RECORD SET —
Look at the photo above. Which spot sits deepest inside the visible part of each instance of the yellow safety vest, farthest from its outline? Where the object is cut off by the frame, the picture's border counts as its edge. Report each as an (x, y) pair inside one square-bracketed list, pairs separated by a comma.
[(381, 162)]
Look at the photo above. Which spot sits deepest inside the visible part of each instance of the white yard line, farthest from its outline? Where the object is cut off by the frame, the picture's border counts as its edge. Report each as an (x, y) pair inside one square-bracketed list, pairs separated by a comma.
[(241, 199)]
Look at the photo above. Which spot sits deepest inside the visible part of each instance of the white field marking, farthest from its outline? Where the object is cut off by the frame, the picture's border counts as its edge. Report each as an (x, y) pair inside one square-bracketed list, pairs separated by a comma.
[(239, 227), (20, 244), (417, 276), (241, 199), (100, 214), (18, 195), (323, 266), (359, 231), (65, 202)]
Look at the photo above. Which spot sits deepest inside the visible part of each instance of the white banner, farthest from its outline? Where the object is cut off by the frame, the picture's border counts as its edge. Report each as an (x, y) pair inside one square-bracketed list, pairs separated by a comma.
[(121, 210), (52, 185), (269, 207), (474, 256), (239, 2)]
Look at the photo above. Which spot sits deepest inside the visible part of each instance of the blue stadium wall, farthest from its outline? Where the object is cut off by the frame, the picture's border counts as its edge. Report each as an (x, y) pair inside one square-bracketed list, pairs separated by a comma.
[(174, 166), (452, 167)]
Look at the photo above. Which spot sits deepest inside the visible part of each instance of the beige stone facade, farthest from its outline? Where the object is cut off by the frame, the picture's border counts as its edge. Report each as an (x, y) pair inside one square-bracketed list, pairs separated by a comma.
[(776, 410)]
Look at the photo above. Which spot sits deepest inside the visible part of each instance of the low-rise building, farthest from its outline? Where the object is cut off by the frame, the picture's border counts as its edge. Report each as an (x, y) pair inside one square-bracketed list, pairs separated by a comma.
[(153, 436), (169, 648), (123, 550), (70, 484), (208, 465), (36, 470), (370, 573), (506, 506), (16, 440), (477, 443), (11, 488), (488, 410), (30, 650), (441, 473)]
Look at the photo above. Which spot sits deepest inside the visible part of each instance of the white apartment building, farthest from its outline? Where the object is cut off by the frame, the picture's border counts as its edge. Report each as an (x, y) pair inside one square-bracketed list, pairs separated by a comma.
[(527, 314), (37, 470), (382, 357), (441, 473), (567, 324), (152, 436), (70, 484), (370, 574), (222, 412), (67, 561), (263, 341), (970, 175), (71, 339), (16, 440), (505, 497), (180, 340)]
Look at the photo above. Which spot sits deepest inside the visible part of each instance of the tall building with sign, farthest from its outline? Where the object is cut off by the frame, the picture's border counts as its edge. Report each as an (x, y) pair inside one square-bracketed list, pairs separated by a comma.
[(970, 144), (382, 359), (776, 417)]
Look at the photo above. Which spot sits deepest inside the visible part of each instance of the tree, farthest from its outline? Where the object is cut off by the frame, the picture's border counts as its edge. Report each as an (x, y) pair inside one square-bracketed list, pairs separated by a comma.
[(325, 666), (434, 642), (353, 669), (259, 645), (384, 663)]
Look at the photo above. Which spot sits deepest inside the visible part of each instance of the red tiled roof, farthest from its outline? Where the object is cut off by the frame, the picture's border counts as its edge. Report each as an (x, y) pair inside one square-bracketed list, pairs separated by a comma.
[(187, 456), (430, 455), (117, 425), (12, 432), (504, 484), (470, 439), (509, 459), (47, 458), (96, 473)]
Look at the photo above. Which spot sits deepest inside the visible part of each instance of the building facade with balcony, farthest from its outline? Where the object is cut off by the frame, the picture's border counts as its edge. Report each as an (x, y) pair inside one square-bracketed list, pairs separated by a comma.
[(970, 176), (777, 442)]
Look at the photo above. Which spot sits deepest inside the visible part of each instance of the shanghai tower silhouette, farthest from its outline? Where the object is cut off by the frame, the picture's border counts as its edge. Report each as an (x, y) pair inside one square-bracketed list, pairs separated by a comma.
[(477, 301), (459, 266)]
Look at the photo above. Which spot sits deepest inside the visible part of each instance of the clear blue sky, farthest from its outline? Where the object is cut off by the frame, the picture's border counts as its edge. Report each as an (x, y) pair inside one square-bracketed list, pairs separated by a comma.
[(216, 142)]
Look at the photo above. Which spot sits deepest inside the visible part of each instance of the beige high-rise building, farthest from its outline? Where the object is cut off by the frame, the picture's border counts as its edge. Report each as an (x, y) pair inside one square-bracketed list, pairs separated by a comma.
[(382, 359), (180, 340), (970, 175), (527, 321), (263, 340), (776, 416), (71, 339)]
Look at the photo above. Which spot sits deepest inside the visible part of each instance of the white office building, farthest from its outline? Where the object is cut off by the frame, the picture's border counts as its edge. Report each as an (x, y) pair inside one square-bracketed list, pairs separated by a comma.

TASK BRIEF — An exact restatement of all the entries above is needed.

COMPLETED TASK —
Look at the photo above. Which spot sits deepest inside the visible part of each instance of the yellow safety vest, farthest from its outline? Where the object is cut off by the frame, the picture's border counts as its edge. Report each as an (x, y) pair inside one square-bracketed list, pairs separated by a comma.
[(381, 162)]
Look at the photo above. Which spot sits deepest inside the visible part of each instance of the white yard line, farthest from its outline? Where the object is cut off by the frame, the picture's border counts as its edge. Report each as an (x, y) pair inside one square-bracketed list, pairs separated by a comma.
[(241, 199)]
Look at the photo above. Which spot sits deepest inside the visible part of each instance of the white field marking, farthest from its outline? Where the object is cut off by the frame, the picture's border counts as its edge. Report each as an (x, y) pair inside one square-bracketed list, pairs separated by a comma.
[(239, 227), (20, 244), (417, 276), (241, 199), (100, 214), (18, 195), (323, 266), (359, 231), (65, 202)]
Look at the photo above. Which spot sits deepest inside the visible part of each instance of the white banner, farthest from its outline? Where the object is cut off by the frame, the picture's border counts as its edge. Report each as an (x, y) pair inside one square-bracketed list, pairs separated by a comma.
[(121, 210), (52, 185), (269, 207), (474, 256), (239, 2)]
Look at the photo above. Which spot sits deepest inside the visible part of each instance of the blue stadium wall, farthest from its outline? Where the object is cut off by the frame, the picture's border counts as its edge. Report each as an (x, y) pair inside one square-bracketed list, pairs separated by a comma.
[(174, 166), (452, 167)]
Look at the photo above. Which spot sits deepest inside the visible part of each instance of the beige stone facade, farthest from its outline? Where the object is cut off by the frame, the picture's border counts as its edge. Report each as an (x, y) pair inside one square-bracketed list, pairs separated by a comma.
[(776, 410)]
Look at the photo above. Which spot sits deepest inside the visible part of each instance of the low-rise building, farthest from its outline? Where the object is cut off by the frame, the picture's border counts as its edge. Report each as an (x, y) pair inside one square-bracketed list, pairs separated by a comma.
[(153, 436), (169, 648), (123, 550), (70, 484), (208, 465), (36, 470), (370, 573), (506, 506), (16, 440), (477, 443), (11, 488), (488, 410), (30, 650), (441, 473)]
Look at the photo above. Which spot sits deepest inside the visible part of each instance of the white apartment building, farthest from its outline? Where the object is cut off by the frame, the picture's border counts as its edge. Report each as an (x, y) pair inside one square-bracketed list, pairs separated by a comma.
[(527, 314), (37, 470), (382, 357), (441, 473), (567, 324), (152, 436), (70, 484), (370, 574), (222, 412), (67, 561), (263, 341), (970, 175), (71, 339), (16, 440), (505, 497), (180, 340)]
Look at the photo above. Which spot sits deepest inside the visible part of each instance of the tall building with sign, farthest from its outline? Where the object is cut off by the frame, the picture's border counts as its edge. Report each as an (x, y) pair inside one square-bracketed list, pairs separated by a comma.
[(970, 144), (382, 359), (776, 417)]
Look at the photo above. Which spot sits deepest inside the visible part of each instance of the tree, farthest from its outline? Where the object is cut off by the frame, the picture's border counts as its edge. Report each as an (x, y) pair inside one square-bracketed list, pairs separated by a comma.
[(325, 666), (434, 642), (353, 669), (259, 645), (384, 663)]
Look at the photo above. Which spot sits deepest inside the visible part of each instance of the red tiled roof, farthest from its outline? Where the object is cut off by the frame, the picture's border counts as its edge. Report each as an (x, y) pair inside one square-bracketed list, pairs separated by a comma.
[(187, 456), (430, 455), (117, 425), (12, 432), (504, 484), (470, 439), (509, 459), (47, 458), (96, 473)]
Look at the photo above. Which spot sits deepest inside the visible part of each instance of the building facade with balcony, farthest from its outline? Where the object is cut off by the frame, the picture's border counts as its edge. Report each as an (x, y) pair inside one square-bracketed list, pairs separated by a comma.
[(970, 176), (777, 442)]
Look at the photo above. Which spot sits deepest inside the visible part of each instance of the shanghai tower silhouette, farthest from its outline? Where the object is cut off by the frame, the picture's border counts as its edge. Report each as an (x, y) pair inside one square-bracketed list, pairs separated by a comma.
[(477, 301), (459, 266)]
Look at the photo above. Which spot sits deepest inside the visible part of each instance of the clear blue sky, farthest from its outline? Where the object is cut off by the frame, the picture's border counts as its edge. Report each as an (x, y) pair inside one square-bracketed list, pairs separated by a comma.
[(216, 142)]
Look at the photo above. Which spot sits deepest inside the visible part of each instance of the beige high-rise building, farthest from its outline? Where the object is cut off by the frame, the picture's border counts as its edge. Report each as an (x, y) pair inside one square-bracketed list, pairs separated by a comma.
[(382, 359), (180, 340), (970, 175), (527, 321), (263, 340), (776, 416), (71, 339)]
Look at the photo above. Which spot sits deepest inside the visible part of each instance of the white office building, farthest from its outline? Where the object is cut off by the frame, the picture's border counts as its edge. Report each as an (x, y) pair inside one square-bracketed list, pairs separated by a comma.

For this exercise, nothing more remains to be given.